=== Selected excerpt ===
§ §

Hepatoid adenocarcinoma of the lung
Livia Barreira Cavalcante; Aloisio Felipe-Silva; Fernando Peixoto Ferraz de Campos; João Augusto dos Santos Martines
Lung adenocarcinomas with a mixture of tubular or papillary pattern, sheet-like or trabecular architecture, eosinophilic cytoplasm with centrally located nuclei and alpha-fetoprotein-producing cells have been described as hepatoid adenocarcinomas. Hepatoid adenocarcinomas are mainly found in the stomach but rare cases in other organs have been described. Immunostaining for alpha-fetoprotein (AFP), hepatocyte paraffin 1 (HepPar-1) and thyroid transcription factor-1 (TTF-1) helps in the diagnostic workup. Tumor behavior is still not entirely known but it seems to be associated with early metastases. We report on a 66-year-old, heavy-smoker male patient who had a 10-month history of respiratory complaints and weight loss. At the time he was hospitalized, respiratory failure was already established. The computed tomography corresponded to a collapsed right lung due to a poorly defined expanding mass. The bronchoscopy revealed narrowing of the inferior and medium lobar bronchi. The patient developed irreversible shock and died. At the right lung inferior lobe was extensively replaced by a grayish diffuse neoplasia in a “pneumonia-like” gross pattern. Metastatic disease was found in the right adrenal gland and thoracic and abdominal lymph nodes. Microscopic dissemination through lymphatics, pleura, and airways was detected. Histological examination revealed a poorly differentiated adenocarcinoma with hepatoid features. Immunohistochemmistry stains were positive for keratin 7, polyclonal carcinoembryonic antigen (CEA) in a diffuse pattern, AFP and HepPar-1 antibody. TTF-1 showed a diffuse granular cytoplasmic staining of the neoplastic cells, and only focal nuclear positivity. Multiple bilateral emboli originated from deep venous thrombosis were present in large and medium branches of the pulmonary artery and contributed to the cause of death.

§ §

=== Data provided ===

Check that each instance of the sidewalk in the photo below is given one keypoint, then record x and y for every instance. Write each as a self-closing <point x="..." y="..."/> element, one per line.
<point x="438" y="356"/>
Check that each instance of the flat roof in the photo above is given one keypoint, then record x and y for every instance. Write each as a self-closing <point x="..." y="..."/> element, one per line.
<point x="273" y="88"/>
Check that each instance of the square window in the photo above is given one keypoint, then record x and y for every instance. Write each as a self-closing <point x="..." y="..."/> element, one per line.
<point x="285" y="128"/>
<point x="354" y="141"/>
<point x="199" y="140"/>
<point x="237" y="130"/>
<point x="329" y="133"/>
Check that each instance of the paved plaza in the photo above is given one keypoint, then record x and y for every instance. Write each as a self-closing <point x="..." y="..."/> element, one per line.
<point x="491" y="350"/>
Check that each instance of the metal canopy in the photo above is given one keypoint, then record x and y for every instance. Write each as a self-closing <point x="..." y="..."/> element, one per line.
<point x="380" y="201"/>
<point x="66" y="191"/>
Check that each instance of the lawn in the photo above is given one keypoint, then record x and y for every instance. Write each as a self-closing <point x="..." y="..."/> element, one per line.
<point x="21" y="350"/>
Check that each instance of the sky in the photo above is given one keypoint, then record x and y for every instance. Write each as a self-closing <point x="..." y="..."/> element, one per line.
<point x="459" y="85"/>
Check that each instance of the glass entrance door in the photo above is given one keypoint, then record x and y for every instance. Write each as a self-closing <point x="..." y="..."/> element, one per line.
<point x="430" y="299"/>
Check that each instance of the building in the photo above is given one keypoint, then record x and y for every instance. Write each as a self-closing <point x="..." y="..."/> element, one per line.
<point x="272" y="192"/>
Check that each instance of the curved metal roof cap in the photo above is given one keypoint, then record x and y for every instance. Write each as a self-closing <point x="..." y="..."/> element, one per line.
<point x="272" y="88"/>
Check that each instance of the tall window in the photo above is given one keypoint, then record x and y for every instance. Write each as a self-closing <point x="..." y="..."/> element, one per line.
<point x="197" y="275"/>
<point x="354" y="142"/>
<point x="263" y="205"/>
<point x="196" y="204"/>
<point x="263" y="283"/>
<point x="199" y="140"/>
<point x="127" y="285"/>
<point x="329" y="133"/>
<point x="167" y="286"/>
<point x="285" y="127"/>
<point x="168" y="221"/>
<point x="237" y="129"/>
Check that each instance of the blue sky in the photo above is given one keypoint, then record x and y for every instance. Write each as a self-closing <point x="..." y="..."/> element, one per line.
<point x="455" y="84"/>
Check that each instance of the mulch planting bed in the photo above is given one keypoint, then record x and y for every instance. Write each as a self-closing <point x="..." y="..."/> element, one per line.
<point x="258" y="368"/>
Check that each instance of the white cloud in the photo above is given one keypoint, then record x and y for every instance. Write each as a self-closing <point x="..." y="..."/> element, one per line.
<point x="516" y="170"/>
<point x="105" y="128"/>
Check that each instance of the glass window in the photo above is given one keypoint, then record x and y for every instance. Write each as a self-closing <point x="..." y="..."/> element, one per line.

§ §

=== Task goal ===
According to the abstract on hepatoid adenocarcinoma of the lung, in which organ are hepatoid adenocarcinomas mainly found? The data were drawn from a source unrelated to the abstract on hepatoid adenocarcinoma of the lung.

=== Response below ===
They are mainly found in the stomach.